··· Task input
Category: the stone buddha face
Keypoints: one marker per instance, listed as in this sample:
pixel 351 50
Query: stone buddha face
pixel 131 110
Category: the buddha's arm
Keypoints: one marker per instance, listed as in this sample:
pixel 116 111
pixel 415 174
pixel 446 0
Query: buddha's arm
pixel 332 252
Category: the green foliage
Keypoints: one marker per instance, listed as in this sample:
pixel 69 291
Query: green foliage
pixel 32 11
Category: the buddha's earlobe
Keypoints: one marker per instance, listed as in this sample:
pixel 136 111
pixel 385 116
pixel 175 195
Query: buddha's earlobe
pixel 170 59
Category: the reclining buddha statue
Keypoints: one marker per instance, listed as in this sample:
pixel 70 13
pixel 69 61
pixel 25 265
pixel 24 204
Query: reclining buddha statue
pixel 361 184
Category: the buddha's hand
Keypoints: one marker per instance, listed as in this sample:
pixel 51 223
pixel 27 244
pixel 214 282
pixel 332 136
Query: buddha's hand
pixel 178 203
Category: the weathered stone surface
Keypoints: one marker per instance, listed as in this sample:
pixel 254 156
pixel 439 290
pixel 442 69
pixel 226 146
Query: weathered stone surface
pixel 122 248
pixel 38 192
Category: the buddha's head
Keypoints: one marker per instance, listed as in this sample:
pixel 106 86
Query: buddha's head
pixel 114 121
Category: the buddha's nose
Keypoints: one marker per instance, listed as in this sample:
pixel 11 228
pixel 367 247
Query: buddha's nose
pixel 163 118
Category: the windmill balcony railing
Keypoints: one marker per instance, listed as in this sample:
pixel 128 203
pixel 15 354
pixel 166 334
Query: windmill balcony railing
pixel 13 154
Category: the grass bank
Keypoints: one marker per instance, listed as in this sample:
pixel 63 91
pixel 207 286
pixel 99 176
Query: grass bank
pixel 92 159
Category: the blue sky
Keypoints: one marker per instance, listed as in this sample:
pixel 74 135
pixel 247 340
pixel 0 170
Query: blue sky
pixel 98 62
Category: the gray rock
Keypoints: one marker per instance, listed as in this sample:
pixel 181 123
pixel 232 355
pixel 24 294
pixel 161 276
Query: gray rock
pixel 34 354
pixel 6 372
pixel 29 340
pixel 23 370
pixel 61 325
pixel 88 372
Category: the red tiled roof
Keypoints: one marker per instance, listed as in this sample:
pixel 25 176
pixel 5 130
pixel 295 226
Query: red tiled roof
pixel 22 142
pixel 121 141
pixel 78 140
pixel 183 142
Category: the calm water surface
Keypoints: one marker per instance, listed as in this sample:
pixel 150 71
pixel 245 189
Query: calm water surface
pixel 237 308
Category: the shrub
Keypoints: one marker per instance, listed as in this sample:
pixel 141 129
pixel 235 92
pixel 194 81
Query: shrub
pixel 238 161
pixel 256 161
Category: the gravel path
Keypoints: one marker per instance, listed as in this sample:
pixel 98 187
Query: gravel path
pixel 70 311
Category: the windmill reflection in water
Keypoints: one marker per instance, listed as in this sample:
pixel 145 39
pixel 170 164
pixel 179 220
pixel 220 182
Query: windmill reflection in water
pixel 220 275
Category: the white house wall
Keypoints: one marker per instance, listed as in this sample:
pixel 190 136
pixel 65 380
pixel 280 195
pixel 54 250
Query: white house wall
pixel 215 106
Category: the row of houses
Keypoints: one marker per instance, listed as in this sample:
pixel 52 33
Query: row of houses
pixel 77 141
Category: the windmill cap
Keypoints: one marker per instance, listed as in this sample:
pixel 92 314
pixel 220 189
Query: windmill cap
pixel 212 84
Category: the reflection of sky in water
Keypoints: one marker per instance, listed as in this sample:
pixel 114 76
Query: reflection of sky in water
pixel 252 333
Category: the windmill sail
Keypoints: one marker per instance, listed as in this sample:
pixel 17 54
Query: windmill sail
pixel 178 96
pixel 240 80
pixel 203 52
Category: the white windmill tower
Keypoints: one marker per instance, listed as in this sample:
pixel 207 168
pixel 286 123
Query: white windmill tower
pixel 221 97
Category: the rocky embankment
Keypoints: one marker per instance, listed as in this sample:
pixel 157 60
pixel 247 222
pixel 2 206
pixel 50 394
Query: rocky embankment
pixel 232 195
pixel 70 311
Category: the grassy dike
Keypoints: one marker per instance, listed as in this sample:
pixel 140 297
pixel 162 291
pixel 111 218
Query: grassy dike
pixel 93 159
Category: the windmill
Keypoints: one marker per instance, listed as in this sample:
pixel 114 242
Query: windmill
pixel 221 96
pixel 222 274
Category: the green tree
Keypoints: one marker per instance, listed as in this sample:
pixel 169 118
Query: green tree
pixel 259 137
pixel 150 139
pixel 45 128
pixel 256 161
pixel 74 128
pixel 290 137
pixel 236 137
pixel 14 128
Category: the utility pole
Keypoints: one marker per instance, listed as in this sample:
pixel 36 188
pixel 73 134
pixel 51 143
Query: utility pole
······
Recast these lines as a Markdown table with a Row column for the line number and a Line column for the line itself, leaving out blank lines. Include every item.

| Row | Line |
|---|---|
| 1 | Category: the stone buddha face |
| 2 | Keypoints: one marker per instance, listed as in this sample: |
| 3 | pixel 351 50 |
| 4 | Query: stone buddha face |
| 5 | pixel 131 110 |
| 6 | Category: the buddha's arm |
| 7 | Keypoints: one marker per instance, listed as in this sample: |
| 8 | pixel 116 111 |
| 9 | pixel 415 174 |
| 10 | pixel 446 0 |
| 11 | Query: buddha's arm |
| 12 | pixel 332 252 |
| 13 | Category: the green foliage |
| 14 | Keypoints: one marker per instance, listed as in this sample: |
| 15 | pixel 69 291 |
| 16 | Query: green foliage |
| 17 | pixel 32 11 |
| 18 | Category: the buddha's earlobe |
| 19 | Keypoints: one marker per instance, listed as in this sample: |
| 20 | pixel 136 111 |
| 21 | pixel 385 116 |
| 22 | pixel 175 195 |
| 23 | Query: buddha's earlobe |
| 24 | pixel 170 59 |
| 25 | Category: the reclining buddha statue |
| 26 | Keypoints: one marker per instance, listed as in this sample: |
| 27 | pixel 70 13 |
| 28 | pixel 69 61 |
| 29 | pixel 25 265 |
| 30 | pixel 24 204 |
| 31 | Query: reclining buddha statue |
| 32 | pixel 361 184 |
| 33 | Category: the buddha's hand |
| 34 | Keypoints: one marker per instance, listed as in this sample: |
| 35 | pixel 51 223 |
| 36 | pixel 27 244 |
| 37 | pixel 214 282 |
| 38 | pixel 332 136 |
| 39 | Query: buddha's hand |
| 40 | pixel 178 203 |
| 41 | Category: the weathered stone surface |
| 42 | Keypoints: one marker per instance, listed as in this sample: |
| 43 | pixel 254 156 |
| 44 | pixel 439 290 |
| 45 | pixel 442 69 |
| 46 | pixel 226 146 |
| 47 | Query: weathered stone surface |
| 48 | pixel 122 248 |
| 49 | pixel 38 192 |
| 50 | Category: the buddha's head |
| 51 | Keypoints: one marker per instance, listed as in this sample: |
| 52 | pixel 106 86 |
| 53 | Query: buddha's head |
| 54 | pixel 114 121 |
| 55 | Category: the buddha's nose |
| 56 | Keypoints: one marker per instance, listed as in this sample: |
| 57 | pixel 11 228 |
| 58 | pixel 367 247 |
| 59 | Query: buddha's nose |
| 60 | pixel 163 118 |
| 61 | Category: the windmill balcony railing |
| 62 | Keypoints: one marker per instance, listed as in this sample: |
| 63 | pixel 128 203 |
| 64 | pixel 15 354 |
| 65 | pixel 166 334 |
| 66 | Query: windmill balcony railing |
| 67 | pixel 13 154 |
| 68 | Category: the grass bank |
| 69 | Keypoints: one marker per instance, listed as in this sample: |
| 70 | pixel 63 91 |
| 71 | pixel 207 286 |
| 72 | pixel 99 176 |
| 73 | Query: grass bank |
| 74 | pixel 92 159 |
| 75 | Category: the blue sky |
| 76 | Keypoints: one marker per instance, listed as in this sample: |
| 77 | pixel 74 135 |
| 78 | pixel 247 340 |
| 79 | pixel 0 170 |
| 80 | Query: blue sky |
| 81 | pixel 98 62 |
| 82 | Category: the gray rock |
| 83 | Keypoints: one marker per instance, listed as in this sample: |
| 84 | pixel 181 123 |
| 85 | pixel 232 355 |
| 86 | pixel 24 294 |
| 87 | pixel 161 276 |
| 88 | Query: gray rock |
| 89 | pixel 34 354 |
| 90 | pixel 6 372 |
| 91 | pixel 29 340 |
| 92 | pixel 23 370 |
| 93 | pixel 61 325 |
| 94 | pixel 88 372 |
| 95 | Category: the red tiled roof |
| 96 | Keypoints: one marker per instance, listed as in this sample: |
| 97 | pixel 25 176 |
| 98 | pixel 5 130 |
| 99 | pixel 295 226 |
| 100 | Query: red tiled roof |
| 101 | pixel 22 142 |
| 102 | pixel 121 141 |
| 103 | pixel 78 140 |
| 104 | pixel 183 142 |
| 105 | Category: the calm water surface |
| 106 | Keypoints: one marker per instance, listed as in this sample: |
| 107 | pixel 150 71 |
| 108 | pixel 245 189 |
| 109 | Query: calm water surface |
| 110 | pixel 237 308 |
| 111 | Category: the shrub |
| 112 | Keypoints: one marker per instance, listed as in this sample: |
| 113 | pixel 141 129 |
| 114 | pixel 235 92 |
| 115 | pixel 194 81 |
| 116 | Query: shrub |
| 117 | pixel 238 161 |
| 118 | pixel 256 161 |
| 119 | Category: the gravel path |
| 120 | Keypoints: one marker per instance, listed as in this sample: |
| 121 | pixel 98 187 |
| 122 | Query: gravel path |
| 123 | pixel 70 311 |
| 124 | Category: the windmill reflection in water |
| 125 | Keypoints: one marker per instance, listed as in this sample: |
| 126 | pixel 145 39 |
| 127 | pixel 170 164 |
| 128 | pixel 179 220 |
| 129 | pixel 220 182 |
| 130 | Query: windmill reflection in water |
| 131 | pixel 220 275 |
| 132 | Category: the white house wall |
| 133 | Keypoints: one marker per instance, listed as in this sample: |
| 134 | pixel 190 136 |
| 135 | pixel 65 380 |
| 136 | pixel 280 195 |
| 137 | pixel 54 250 |
| 138 | Query: white house wall |
| 139 | pixel 215 106 |
| 140 | Category: the row of houses |
| 141 | Keypoints: one marker per instance, listed as in this sample: |
| 142 | pixel 52 33 |
| 143 | Query: row of houses |
| 144 | pixel 77 141 |
| 145 | Category: the windmill cap |
| 146 | Keypoints: one marker per instance, listed as in this sample: |
| 147 | pixel 92 314 |
| 148 | pixel 220 189 |
| 149 | Query: windmill cap |
| 150 | pixel 212 84 |
| 151 | Category: the reflection of sky in water |
| 152 | Keypoints: one marker per instance, listed as in this sample: |
| 153 | pixel 114 76 |
| 154 | Query: reflection of sky in water |
| 155 | pixel 252 333 |
| 156 | Category: the windmill sail |
| 157 | Keypoints: one marker per instance, listed as in this sample: |
| 158 | pixel 17 54 |
| 159 | Query: windmill sail |
| 160 | pixel 178 96 |
| 161 | pixel 240 80 |
| 162 | pixel 203 52 |
| 163 | Category: the white windmill tower |
| 164 | Keypoints: one marker per instance, listed as in this sample: |
| 165 | pixel 207 168 |
| 166 | pixel 286 123 |
| 167 | Query: white windmill tower |
| 168 | pixel 221 97 |
| 169 | Category: the rocky embankment |
| 170 | Keypoints: one marker per instance, listed as in this sample: |
| 171 | pixel 157 60 |
| 172 | pixel 247 222 |
| 173 | pixel 2 206 |
| 174 | pixel 50 394 |
| 175 | Query: rocky embankment |
| 176 | pixel 232 195 |
| 177 | pixel 70 311 |
| 178 | Category: the grassy dike |
| 179 | Keypoints: one marker per instance, listed as in this sample: |
| 180 | pixel 140 297 |
| 181 | pixel 162 291 |
| 182 | pixel 111 218 |
| 183 | Query: grassy dike |
| 184 | pixel 93 159 |
| 185 | Category: the windmill |
| 186 | Keypoints: one marker per instance, listed as in this sample: |
| 187 | pixel 114 242 |
| 188 | Query: windmill |
| 189 | pixel 221 96 |
| 190 | pixel 222 274 |
| 191 | Category: the green tree |
| 192 | Keypoints: one marker per instance, listed as in this sample: |
| 193 | pixel 169 118 |
| 194 | Query: green tree |
| 195 | pixel 259 137 |
| 196 | pixel 150 139 |
| 197 | pixel 45 128 |
| 198 | pixel 256 161 |
| 199 | pixel 74 128 |
| 200 | pixel 290 137 |
| 201 | pixel 236 137 |
| 202 | pixel 14 128 |
| 203 | Category: the utility pole |
| 204 | Keypoints: one marker per instance, listed as in this sample: |
| 205 | pixel 36 188 |
| 206 | pixel 73 134 |
| 207 | pixel 51 143 |
| 208 | Query: utility pole |